### The exercise
Each entry below is to be written out exactly, and the pictures are to be left out.

### Supplied records

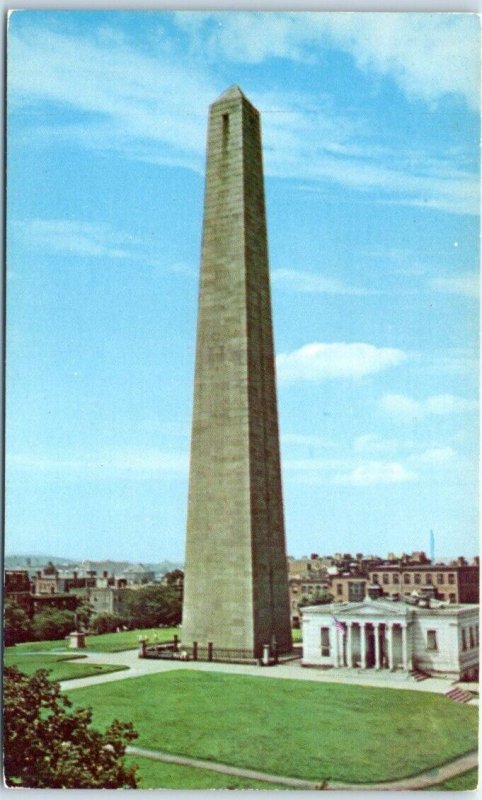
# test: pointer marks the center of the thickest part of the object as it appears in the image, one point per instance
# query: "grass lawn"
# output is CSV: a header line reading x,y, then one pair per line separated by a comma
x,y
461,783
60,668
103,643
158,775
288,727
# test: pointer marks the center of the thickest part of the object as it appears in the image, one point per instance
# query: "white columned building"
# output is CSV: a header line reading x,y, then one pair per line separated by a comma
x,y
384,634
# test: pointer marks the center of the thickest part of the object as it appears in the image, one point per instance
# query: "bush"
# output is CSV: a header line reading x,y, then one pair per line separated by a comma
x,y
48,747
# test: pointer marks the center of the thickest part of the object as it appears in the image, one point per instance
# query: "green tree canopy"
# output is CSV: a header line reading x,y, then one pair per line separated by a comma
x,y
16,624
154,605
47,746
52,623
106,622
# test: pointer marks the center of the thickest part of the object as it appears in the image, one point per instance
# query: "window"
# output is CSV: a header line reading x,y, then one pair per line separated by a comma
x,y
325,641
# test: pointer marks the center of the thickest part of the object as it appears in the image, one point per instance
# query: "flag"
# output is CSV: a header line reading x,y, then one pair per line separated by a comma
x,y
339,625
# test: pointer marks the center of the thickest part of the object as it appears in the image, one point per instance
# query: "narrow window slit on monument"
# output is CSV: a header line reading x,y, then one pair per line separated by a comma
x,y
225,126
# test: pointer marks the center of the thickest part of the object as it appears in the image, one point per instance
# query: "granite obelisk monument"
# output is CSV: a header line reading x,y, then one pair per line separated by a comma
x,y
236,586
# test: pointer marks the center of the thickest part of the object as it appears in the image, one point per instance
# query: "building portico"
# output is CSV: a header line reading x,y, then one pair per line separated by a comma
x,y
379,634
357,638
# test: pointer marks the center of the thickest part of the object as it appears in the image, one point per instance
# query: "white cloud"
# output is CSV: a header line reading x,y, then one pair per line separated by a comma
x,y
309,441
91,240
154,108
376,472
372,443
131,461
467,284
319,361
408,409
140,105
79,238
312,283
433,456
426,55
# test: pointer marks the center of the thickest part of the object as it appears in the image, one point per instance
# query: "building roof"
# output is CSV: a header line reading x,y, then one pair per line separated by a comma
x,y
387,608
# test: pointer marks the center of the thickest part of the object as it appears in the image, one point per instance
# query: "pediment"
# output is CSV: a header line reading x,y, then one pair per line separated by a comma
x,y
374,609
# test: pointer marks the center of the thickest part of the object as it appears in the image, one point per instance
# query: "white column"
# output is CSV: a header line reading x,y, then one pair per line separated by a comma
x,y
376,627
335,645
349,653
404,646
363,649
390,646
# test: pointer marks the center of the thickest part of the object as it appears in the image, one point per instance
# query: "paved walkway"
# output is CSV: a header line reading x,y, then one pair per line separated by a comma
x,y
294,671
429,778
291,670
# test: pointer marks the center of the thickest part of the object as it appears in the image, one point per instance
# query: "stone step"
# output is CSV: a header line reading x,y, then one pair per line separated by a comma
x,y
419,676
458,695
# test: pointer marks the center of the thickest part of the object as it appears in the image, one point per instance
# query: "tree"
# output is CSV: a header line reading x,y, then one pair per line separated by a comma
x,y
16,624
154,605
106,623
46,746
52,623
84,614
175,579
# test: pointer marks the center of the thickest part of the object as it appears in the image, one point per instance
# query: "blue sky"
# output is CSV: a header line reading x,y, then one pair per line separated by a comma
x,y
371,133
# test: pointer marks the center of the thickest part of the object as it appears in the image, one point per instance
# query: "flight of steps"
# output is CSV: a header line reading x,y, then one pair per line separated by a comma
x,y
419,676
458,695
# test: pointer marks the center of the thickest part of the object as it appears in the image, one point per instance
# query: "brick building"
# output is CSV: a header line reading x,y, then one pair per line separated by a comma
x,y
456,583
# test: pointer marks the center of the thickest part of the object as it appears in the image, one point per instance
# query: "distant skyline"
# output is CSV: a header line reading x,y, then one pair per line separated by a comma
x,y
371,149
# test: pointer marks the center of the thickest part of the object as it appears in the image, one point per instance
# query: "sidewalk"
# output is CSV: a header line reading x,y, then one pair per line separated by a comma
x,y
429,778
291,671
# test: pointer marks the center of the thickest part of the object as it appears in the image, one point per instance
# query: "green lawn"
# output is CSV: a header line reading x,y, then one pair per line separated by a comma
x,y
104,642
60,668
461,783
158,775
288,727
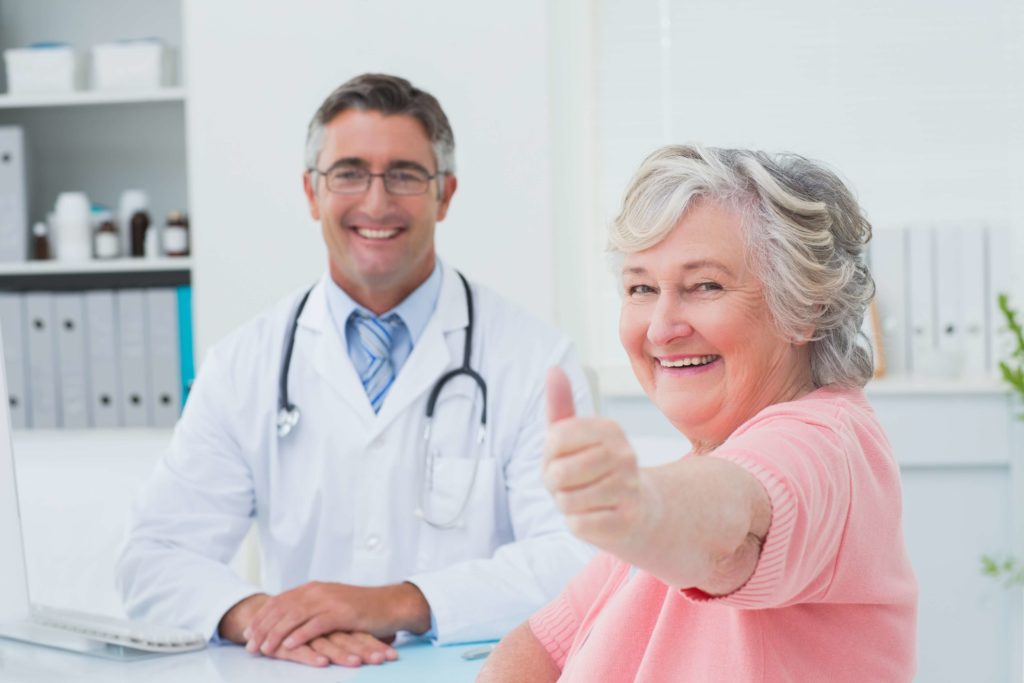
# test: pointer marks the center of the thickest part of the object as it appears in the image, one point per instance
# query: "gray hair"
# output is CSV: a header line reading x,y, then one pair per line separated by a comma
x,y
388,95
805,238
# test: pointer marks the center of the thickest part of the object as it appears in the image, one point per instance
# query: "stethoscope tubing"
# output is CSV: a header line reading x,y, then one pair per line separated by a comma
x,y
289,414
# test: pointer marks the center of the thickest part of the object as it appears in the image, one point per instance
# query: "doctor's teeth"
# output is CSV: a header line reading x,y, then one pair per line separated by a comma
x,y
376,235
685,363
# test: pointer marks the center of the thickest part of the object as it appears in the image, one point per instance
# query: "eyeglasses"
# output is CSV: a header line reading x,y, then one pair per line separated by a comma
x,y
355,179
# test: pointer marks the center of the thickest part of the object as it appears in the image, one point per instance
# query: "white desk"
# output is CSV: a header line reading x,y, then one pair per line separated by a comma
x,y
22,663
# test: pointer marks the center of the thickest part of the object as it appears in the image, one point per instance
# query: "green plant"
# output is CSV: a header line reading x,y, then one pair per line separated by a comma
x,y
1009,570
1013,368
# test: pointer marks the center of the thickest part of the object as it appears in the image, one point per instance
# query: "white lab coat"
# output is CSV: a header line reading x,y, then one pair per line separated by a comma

### Complete output
# test: pointer marks the center of the thickest part of the object as it appears in the image, one point per instance
# query: "grass lawn"
# output is CSV: a header line reading x,y, then one pair per line separated by a comma
x,y
461,783
60,668
103,643
158,775
288,727
# test: pointer marks the center of the thickest part of the object as it appears in the image, one point per instance
# query: "white columned building"
# output is CSV: a header line reading x,y, then one pair per line separated by a comma
x,y
384,634
# test: pointer marks the center of the thickest part of the object as it appears in the image, one point per instance
# query: "bush"
# output is CSV: a header line reading x,y, then one pair per line separated by a comma
x,y
48,747
# test: pointer marks the center of the thickest part of the object as it appears in the image, one point per instance
# query: "green tree canopy"
# output is CSV: a header line reading x,y, then one pair per line separated by a comma
x,y
16,624
154,605
47,746
52,623
106,622
# test: pointer marks the center of the thickest part of the object as it appears in the image, one point per instance
# query: "window"
# output is CSV: a header line reading x,y, then one pair per line separated by a comma
x,y
325,641
# test: pointer marks the center of the thickest part of the object as it appears in the image, one point per instance
# query: "flag"
# output is CSV: a header line reading x,y, then one pair per line separated by a comma
x,y
339,625
# test: pointer marks the center of the thickest part of the object as it appears in the image, one point per instance
# query: "narrow window slit on monument"
# output is CSV: a header line reading x,y, then one pair per line separated by a comma
x,y
225,126
# test: pointer marks the center of the thickest part of the object as it appears in the image, one point per instance
# query: "granite obelisk monument"
# output is CSV: a header line reading x,y, then one pair per line separated by a comma
x,y
236,586
# test: pointer marks the center of the thickest part of the object as it appears in the image, one point per instance
# query: "building portico"
# output is CSV: a header line reading x,y, then one pair per line separated by a comma
x,y
379,634
357,638
# test: pointer marks the center of the thickest part of the object as it appears in the image, one point per instance
# query: "white cloud"
# output is CSV: a header line reading x,y, then one pair per line separated by a comma
x,y
309,441
91,240
154,108
376,472
372,443
131,461
467,284
319,361
408,409
140,105
79,238
312,283
433,456
426,55
# test: pointer marks the center of the thickest part of the object as it appears in the image, one point per instance
# query: "building roof"
# output is CSV: a header line reading x,y, then one pair per line separated by a comma
x,y
387,608
# test: pointer marks the center of the thickest part of the object as it appears in the image, one point per instance
# query: "pediment"
# output is CSV: a header line reading x,y, then one pair per line separated by a comma
x,y
374,609
# test: pointer marks the center of the thickest part of the object as it appears in the image, one point per instance
# query: "white column"
# output is CSV: a header line reading x,y, then one pair per line separated by a comma
x,y
376,627
335,645
349,653
404,646
363,649
390,646
# test: pointer marks the center of the thickest part of the object as it appears in the image, one point per instance
# query: "paved walkway"
# output is CSV: a header line reading x,y, then one pair per line separated by a comma
x,y
294,671
429,778
291,670
# test: pointer marks the center of the thickest part of the object as it appears in the image, one point per instance
# query: "stone step"
# output is CSV: a header line reading x,y, then one pair per line separated by a comma
x,y
419,676
458,695
# test: pointer marks the center of the thickest part of the object as it appears in the image, one point per instance
# query: "tree"
# output is CSV: a header line reading x,y, then one pair per line separated by a comma
x,y
16,624
154,605
106,623
46,746
52,623
84,614
175,579
# test: pointer marks the center of the thickest part of the object as it appears in the image, one point per instance
# query: "blue sky"
# output is CSV: a header line reading x,y, then one pair per line separated by a comma
x,y
371,133
# test: pointer marks the center of the thickest part of the object as it appears in the image, one point per instance
# query: "flight of steps"
# output is CSV: a header line reading x,y, then one pair per line separated by a comma
x,y
419,676
458,695
# test: pointer marks the center of the thickest part of the object as it appears in the image, one point per instance
# query: "brick building"
# output is CSV: a header line reading x,y, then one pair per line separated by a comma
x,y
456,583
# test: pointer marks the center of the thickest part of the object as it appears in the image, one point per instance
# query: "distant skyline"
# output is CSV: a header line reading x,y, then one pair per line separated by a comma
x,y
371,149
# test: pointer marks the center of the thickest part of the object as it appears in the image, one point per instance
# query: "sidewalk"
# output is CSV: a header line reading x,y, then one pair per line separated by a comma
x,y
429,778
291,671
# test: pointer marks the center of the thickest part of the object as it appears in the image, one point per instance
# query: "green lawn"
# output is CSV: a header line reading x,y, then one pair per line separated by a comma
x,y
104,642
60,668
461,783
158,775
288,727
# test: pointer marks the center of the thickest part of the object as it appears in the image, one point per instance
# query: "gray hair"
# output is CSV: a header line reading x,y, then one pair per line separated by a comma
x,y
388,95
805,238
# test: pointer marks the center of the thickest part of the object as it appears in the image, one point per instance
# query: "stethoscope tubing"
# output is CSV: a header line reading x,y, then one pair per line separated by a comma
x,y
289,414
# test: pointer marks the center of the thickest part of the object as it appears in the image, one point per instance
# query: "doctor's teeth"
# output is CSV: a header line reading x,y, then one pair per line separated by a comma
x,y
376,235
685,363
# test: pointer marks the center of the thickest part of the object as it appears in the image, one point per instance
# query: "eyeglasses"
# output is CSV: a header line reading x,y, then one pair per line separated by a comma
x,y
355,179
# test: pointer marks the center of the thickest part of the object as it appears in the image, one point per instance
# query: "white desk"
# output is CSV: a header line reading x,y, then one pair per line separated by a comma
x,y
22,663
# test: pointer marks the center of the thickest part of the object as it appears in the image, one point per instance
# query: "green plant"
# output is CSV: a header line reading x,y, then one pair per line separated by a comma
x,y
1009,570
1013,368
# test: pointer marks the center of the thickest part of the object as it appears in the image, one point per instance
# query: "white lab coat"
# output is CSV: a header line reading x,y, then one pair per line separated by a comma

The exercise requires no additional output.